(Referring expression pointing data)
>>>>
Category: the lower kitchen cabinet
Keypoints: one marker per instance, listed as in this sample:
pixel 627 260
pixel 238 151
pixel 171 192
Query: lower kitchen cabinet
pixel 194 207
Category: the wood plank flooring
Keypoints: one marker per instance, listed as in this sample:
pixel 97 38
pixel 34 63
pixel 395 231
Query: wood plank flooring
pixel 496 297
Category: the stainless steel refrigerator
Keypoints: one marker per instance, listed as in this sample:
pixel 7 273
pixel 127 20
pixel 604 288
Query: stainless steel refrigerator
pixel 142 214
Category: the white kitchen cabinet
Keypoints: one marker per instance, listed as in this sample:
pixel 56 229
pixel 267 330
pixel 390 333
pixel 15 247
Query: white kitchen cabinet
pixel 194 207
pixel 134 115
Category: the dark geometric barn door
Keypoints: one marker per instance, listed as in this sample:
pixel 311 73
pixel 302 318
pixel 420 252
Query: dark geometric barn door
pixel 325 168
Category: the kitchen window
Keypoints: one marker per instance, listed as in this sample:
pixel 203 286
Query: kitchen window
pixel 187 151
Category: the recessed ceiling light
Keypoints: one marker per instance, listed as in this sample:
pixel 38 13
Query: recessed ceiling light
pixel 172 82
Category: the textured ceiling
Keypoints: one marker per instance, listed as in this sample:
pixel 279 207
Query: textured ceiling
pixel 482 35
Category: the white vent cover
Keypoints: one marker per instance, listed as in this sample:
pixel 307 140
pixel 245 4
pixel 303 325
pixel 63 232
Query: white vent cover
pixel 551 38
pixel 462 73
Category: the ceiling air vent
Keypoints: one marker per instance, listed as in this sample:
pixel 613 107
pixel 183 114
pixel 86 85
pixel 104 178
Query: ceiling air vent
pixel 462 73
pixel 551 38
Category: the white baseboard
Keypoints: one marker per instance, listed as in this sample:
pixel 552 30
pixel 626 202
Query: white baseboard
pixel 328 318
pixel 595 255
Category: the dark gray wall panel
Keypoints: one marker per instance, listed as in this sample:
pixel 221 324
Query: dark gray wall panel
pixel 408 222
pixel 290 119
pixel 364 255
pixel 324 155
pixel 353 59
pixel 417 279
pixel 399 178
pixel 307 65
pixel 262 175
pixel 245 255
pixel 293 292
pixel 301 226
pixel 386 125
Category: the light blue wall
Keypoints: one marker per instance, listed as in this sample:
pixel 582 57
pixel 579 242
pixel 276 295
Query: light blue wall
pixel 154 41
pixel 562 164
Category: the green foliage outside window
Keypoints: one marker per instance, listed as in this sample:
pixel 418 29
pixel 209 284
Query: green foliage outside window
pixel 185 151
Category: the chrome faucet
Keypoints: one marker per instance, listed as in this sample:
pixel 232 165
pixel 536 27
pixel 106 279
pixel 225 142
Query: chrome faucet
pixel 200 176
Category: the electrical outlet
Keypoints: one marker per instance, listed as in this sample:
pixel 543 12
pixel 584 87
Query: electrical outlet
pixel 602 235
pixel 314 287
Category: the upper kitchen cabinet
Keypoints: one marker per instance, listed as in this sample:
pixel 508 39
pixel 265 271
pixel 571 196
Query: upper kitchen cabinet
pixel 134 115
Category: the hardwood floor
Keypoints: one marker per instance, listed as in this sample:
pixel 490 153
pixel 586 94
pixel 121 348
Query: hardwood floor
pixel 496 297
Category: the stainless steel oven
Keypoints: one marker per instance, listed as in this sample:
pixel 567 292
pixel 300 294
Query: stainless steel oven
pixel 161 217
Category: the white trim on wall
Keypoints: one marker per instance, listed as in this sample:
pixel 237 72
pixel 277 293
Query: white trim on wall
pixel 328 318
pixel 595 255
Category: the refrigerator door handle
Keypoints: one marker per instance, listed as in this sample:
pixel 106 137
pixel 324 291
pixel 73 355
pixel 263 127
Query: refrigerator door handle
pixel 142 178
<<<<
Output the lines above exactly, but only those between the line holding "Category: the light blue wall" and the line holding "pixel 536 27", inclusive.

Category: the light blue wall
Keypoints: one marker per instance, listed as in this sample:
pixel 582 57
pixel 579 242
pixel 276 295
Query: light blue wall
pixel 154 41
pixel 562 164
Category: the green foliage outside window
Keypoints: one marker per instance, listed as in this sample:
pixel 418 29
pixel 209 284
Query: green foliage outside window
pixel 185 151
Category: the chrome faucet
Keypoints: one marker per instance, listed as in this sample:
pixel 232 165
pixel 536 27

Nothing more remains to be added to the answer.